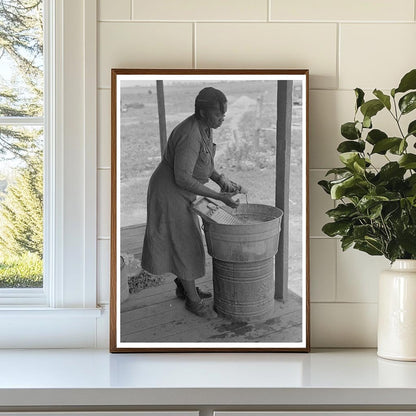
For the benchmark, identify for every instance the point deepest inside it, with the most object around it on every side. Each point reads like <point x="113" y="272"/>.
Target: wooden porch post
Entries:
<point x="162" y="115"/>
<point x="283" y="145"/>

** What to do **
Write out the material above again in full, keeping every line of text. Multiply each x and y coordinate of the located points by 2.1 and round to whole numbers, halves up, but keep the format pattern in the wording unchanged and leave the pictures out.

** Solution below **
For the benchmark, identify for every instance the point deepest inside it, with the most object around it on every side. Each point reads like <point x="113" y="272"/>.
Target: wooden porch post
Entries:
<point x="340" y="242"/>
<point x="594" y="305"/>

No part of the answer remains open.